■ WORK TO DO ■
From the data below, pull out every line that contains the string "white" and copy each one unchanged.

■ RECORDS PROVIDED ■
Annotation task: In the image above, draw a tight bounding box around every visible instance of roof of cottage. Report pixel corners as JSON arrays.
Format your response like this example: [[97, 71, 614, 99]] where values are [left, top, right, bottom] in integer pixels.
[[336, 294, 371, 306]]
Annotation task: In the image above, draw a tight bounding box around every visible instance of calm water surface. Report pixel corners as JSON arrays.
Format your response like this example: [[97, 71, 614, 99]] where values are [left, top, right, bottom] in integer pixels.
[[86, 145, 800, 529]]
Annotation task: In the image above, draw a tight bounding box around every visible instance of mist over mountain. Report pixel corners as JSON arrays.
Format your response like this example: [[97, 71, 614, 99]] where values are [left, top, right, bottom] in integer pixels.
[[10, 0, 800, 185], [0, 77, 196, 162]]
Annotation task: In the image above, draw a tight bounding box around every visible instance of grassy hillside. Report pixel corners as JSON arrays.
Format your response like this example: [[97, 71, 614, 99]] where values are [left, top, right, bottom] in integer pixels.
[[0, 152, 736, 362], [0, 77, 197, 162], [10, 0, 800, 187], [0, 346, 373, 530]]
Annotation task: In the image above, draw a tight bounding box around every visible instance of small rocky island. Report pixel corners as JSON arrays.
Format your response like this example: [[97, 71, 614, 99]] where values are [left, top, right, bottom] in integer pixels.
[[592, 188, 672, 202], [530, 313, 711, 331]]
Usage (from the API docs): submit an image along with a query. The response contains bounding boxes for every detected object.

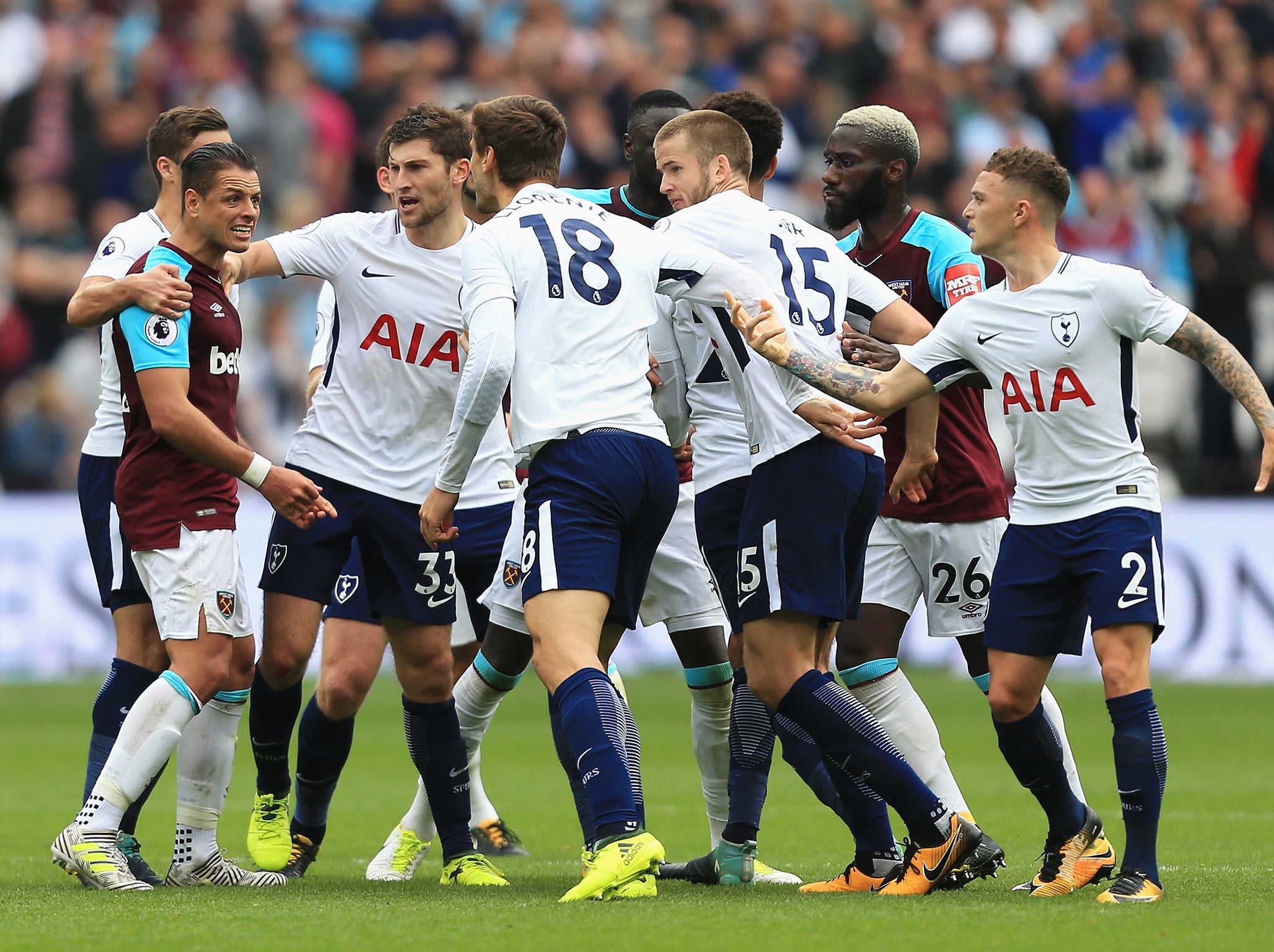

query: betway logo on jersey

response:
[358,314,460,373]
[1000,367,1094,416]
[208,344,240,375]
[942,262,982,307]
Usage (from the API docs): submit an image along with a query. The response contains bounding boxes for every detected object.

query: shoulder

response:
[902,211,972,257]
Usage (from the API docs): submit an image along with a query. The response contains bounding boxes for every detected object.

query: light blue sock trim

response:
[684,661,734,688]
[837,658,898,687]
[474,651,522,690]
[159,671,203,713]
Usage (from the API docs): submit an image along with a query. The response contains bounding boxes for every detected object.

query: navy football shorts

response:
[76,454,151,612]
[736,434,884,623]
[522,427,678,628]
[695,475,752,635]
[983,507,1164,658]
[260,467,512,631]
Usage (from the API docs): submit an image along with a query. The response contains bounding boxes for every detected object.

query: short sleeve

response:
[460,226,517,327]
[266,211,363,280]
[81,228,154,280]
[117,304,190,371]
[310,281,336,369]
[1092,265,1190,344]
[903,311,977,390]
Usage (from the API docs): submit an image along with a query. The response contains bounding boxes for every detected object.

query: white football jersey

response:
[461,183,769,459]
[655,190,898,468]
[906,253,1188,525]
[81,208,238,456]
[268,211,516,508]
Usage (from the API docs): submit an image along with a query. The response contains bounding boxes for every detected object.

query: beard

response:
[823,174,889,232]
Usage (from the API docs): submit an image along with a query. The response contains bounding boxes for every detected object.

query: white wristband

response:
[241,452,274,490]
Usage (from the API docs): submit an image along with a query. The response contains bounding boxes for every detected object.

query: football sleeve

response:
[310,281,336,369]
[266,211,366,280]
[1092,265,1190,344]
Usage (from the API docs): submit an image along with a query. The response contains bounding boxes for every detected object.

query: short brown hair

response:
[703,89,783,181]
[655,110,752,178]
[376,102,473,167]
[473,95,566,186]
[146,106,229,186]
[982,145,1070,218]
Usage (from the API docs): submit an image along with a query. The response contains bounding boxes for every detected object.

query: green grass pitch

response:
[0,673,1274,952]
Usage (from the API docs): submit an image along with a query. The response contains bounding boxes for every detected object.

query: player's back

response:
[113,242,244,549]
[461,183,667,457]
[837,209,1009,522]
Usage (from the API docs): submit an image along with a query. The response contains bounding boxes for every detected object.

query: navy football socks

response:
[1106,688,1168,886]
[247,666,304,798]
[549,695,597,850]
[292,697,354,846]
[993,703,1084,837]
[84,658,167,834]
[777,669,947,847]
[553,668,642,842]
[721,668,775,842]
[403,695,474,863]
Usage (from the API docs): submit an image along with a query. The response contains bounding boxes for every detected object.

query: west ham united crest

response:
[265,542,288,575]
[1048,311,1079,346]
[504,558,522,589]
[217,589,234,620]
[332,575,358,604]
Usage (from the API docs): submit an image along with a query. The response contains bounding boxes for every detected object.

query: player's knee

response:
[986,679,1040,724]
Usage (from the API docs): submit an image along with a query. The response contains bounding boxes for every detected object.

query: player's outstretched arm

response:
[221,240,286,293]
[726,292,934,416]
[138,367,336,529]
[1167,312,1274,492]
[66,264,194,327]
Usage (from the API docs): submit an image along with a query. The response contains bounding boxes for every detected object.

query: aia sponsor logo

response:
[358,314,460,373]
[942,262,982,307]
[1000,367,1094,416]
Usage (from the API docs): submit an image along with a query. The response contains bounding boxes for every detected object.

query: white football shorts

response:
[863,516,1009,638]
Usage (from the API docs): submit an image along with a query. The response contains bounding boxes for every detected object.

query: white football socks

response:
[172,690,248,863]
[75,671,200,832]
[850,668,969,813]
[1040,684,1088,803]
[690,681,734,848]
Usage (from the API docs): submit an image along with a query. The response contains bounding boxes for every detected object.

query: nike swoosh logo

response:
[925,836,964,882]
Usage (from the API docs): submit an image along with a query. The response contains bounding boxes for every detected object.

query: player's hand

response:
[218,251,244,288]
[121,264,195,320]
[725,291,793,366]
[258,467,336,529]
[1256,428,1274,492]
[889,450,938,502]
[420,487,460,549]
[795,398,884,456]
[837,324,902,371]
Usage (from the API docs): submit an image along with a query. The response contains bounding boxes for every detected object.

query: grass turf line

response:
[0,673,1274,952]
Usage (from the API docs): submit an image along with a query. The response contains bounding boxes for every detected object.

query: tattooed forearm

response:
[783,350,885,413]
[1168,314,1274,430]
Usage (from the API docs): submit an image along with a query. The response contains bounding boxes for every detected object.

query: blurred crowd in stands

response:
[0,0,1274,493]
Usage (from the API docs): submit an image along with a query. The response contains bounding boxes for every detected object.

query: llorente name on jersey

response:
[492,190,610,221]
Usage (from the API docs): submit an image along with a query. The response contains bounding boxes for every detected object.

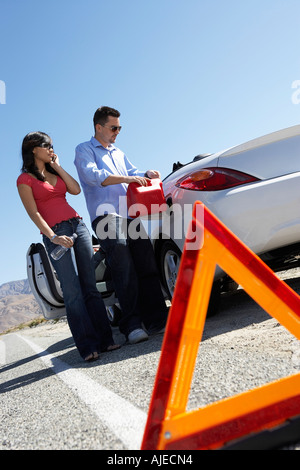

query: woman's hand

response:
[50,153,60,170]
[51,235,74,248]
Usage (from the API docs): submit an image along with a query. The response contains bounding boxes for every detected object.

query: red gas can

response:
[127,178,167,218]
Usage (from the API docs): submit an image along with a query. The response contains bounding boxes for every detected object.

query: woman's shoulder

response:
[17,173,34,186]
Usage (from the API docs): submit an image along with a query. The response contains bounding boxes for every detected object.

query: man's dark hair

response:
[94,106,121,129]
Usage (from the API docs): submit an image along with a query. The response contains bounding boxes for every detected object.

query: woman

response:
[17,132,120,361]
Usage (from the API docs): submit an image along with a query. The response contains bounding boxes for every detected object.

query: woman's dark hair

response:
[21,132,57,181]
[93,106,121,128]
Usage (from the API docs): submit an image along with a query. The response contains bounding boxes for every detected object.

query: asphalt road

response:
[0,273,300,451]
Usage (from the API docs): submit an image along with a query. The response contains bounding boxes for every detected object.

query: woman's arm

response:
[18,184,73,248]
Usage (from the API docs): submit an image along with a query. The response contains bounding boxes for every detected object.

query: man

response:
[74,106,167,344]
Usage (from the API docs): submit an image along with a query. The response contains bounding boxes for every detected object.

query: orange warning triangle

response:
[141,202,300,450]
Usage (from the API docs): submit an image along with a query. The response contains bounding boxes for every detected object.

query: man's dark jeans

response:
[92,214,167,337]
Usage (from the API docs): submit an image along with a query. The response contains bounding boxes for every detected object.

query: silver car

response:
[148,126,300,314]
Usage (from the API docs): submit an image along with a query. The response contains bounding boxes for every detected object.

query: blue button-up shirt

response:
[74,137,145,222]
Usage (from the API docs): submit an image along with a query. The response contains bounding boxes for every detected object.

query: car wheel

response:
[160,241,221,317]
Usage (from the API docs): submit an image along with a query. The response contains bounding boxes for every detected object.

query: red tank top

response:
[17,173,79,227]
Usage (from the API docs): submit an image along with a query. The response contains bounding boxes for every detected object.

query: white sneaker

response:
[128,328,149,344]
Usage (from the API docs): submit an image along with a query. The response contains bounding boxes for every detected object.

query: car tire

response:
[159,241,221,317]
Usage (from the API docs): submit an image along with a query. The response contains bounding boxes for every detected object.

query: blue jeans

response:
[92,214,168,337]
[43,218,114,358]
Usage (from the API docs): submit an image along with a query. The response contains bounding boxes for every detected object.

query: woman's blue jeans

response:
[43,218,114,358]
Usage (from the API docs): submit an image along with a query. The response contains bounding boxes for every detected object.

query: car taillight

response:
[176,167,259,191]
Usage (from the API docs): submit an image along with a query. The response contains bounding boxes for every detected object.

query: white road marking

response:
[0,339,6,366]
[16,334,147,450]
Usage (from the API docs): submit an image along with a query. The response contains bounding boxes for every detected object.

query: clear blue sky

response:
[0,0,300,285]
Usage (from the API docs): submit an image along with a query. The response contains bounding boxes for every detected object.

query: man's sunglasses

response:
[37,143,53,150]
[100,124,122,132]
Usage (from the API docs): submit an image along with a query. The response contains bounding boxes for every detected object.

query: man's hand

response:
[146,170,160,179]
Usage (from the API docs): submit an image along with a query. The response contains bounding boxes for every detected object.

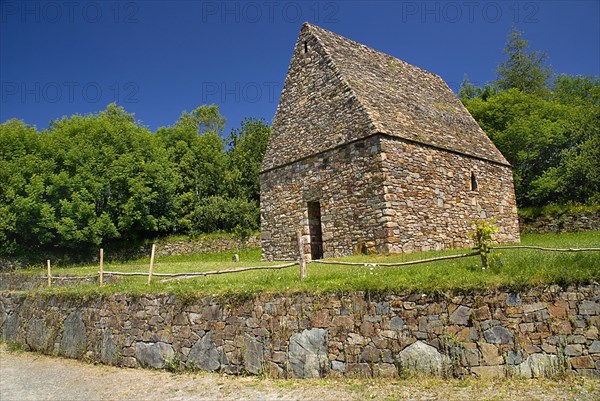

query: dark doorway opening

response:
[307,202,323,260]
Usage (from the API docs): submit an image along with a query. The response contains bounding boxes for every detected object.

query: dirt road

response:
[0,347,600,401]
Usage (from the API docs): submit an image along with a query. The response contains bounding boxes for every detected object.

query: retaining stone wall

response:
[0,284,600,377]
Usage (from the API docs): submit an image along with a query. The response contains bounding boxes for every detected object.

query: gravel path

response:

■ FULL OUTPUT ■
query: white football jersey
query: white wristband
query: white football shorts
query: white football socks
query: white sneaker
query: white road marking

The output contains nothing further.